WHAT THE TASK REQUIRES: Can you copy every line of the records below word for word, leaving the pictures out?

Data entries:

□ □ □ □

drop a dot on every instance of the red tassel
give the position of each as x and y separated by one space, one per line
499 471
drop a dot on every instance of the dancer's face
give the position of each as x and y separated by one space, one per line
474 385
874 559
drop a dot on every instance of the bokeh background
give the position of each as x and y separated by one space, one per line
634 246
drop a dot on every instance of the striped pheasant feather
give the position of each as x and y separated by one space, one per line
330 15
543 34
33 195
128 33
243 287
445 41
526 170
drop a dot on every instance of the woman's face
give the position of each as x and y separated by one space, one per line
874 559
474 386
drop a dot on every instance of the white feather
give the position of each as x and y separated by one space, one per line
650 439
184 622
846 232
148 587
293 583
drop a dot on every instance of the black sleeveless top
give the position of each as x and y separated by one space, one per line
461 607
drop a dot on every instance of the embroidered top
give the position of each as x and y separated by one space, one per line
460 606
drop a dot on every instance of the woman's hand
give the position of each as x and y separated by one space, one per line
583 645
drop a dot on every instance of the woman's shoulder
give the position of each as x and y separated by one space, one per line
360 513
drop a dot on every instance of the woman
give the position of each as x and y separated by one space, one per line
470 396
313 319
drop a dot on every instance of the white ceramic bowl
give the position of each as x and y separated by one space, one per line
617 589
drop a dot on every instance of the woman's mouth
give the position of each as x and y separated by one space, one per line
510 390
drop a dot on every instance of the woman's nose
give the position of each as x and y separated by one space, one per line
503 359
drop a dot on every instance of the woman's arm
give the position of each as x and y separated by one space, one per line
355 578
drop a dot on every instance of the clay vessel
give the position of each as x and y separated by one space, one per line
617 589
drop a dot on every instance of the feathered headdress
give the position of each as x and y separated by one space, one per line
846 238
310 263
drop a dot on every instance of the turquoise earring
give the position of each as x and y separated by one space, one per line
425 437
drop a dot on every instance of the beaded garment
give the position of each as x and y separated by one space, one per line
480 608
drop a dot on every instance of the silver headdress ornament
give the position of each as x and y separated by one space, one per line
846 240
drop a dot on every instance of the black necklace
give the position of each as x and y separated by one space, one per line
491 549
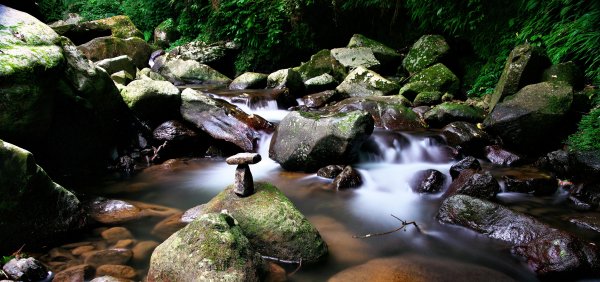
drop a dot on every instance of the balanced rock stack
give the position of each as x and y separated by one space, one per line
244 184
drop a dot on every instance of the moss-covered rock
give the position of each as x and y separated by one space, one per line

□ □ □ □

THE OUTPUT:
drop a dot on every instance of the red tassel
give the position of each as x and y separated by one space, one per line
499 471
drop a dot on every instance of the dancer's face
give the position of each as x and y separated by one space, one per line
474 385
874 559
drop a dot on every instance of the bokeh background
give the position of each as x and y separated by one space, one per line
634 246
drop a dot on every instance of the striped pheasant feather
give the position of each as x and y separated by one space, one per line
330 15
543 34
33 195
128 33
243 287
445 41
526 170
drop a dot on every instance of the woman's face
give the position of each as x and y separated by one space, one per line
874 559
474 386
drop a dot on every instance of the white feather
give the position of each as x and y separated by one space, one per line
650 439
184 622
846 232
148 587
293 583
drop a dot on every instance of the black sleeveless top
give the position of each as x and y separated by one space, one per line
461 607
drop a dot on every instance of the embroidered top
give the position of each as x and y separated by one space, one per line
460 606
drop a dot on every instance of the woman's hand
give the position of each as x and y separated by one space, one per line
583 645
drop a dot on every instance of the woman's shoulder
give the position of each as x and y separated by one space, one per line
360 513
drop a dot on every instance of the woman
give the position of each as x and y separated by one space, one per line
470 396
313 319
drop a dot on every instance of the white ceramic bowl
give the position of each as x and y separated by one space, one per line
617 589
drop a dot on every instance of the woman's mouth
give the position of each as x and y separated by one space, one per line
510 390
drop a dot on every instance of the woman's nose
give the position of each as x and y separated by one space, one per line
503 359
drop a dot on every instance of the woman's arm
give the position of each as x and y separated by one space, one per line
355 578
drop a dot on every instance of the clay vessel
give the position of each as x and y separated by one space, one per line
617 589
drop a dot on every instance of the feathered headdress
give the position of each as x and y separated by one space, one per line
846 238
310 263
drop a dot on every instance of the turquoise earring
give the position of each as x and y separated by one space, one per line
425 437
drop a dot on every instance of the beaded garment
give the position of each as x and y separated by one space, one per line
480 608
drop a dot on every instance of the silver headdress ornament
give the position of each as x and y separated by one space, one per line
846 240
drop a dot on every instance of the black necklace
give the position of each as x and y separated by one space, one per line
491 549
drop a dot on every instance of the balanced rock stack
give the position of each as x and y separated by one space, one per line
244 184
drop a dot on every instance of the moss-covered rock
give the position of each as x and y separated by one space, one per line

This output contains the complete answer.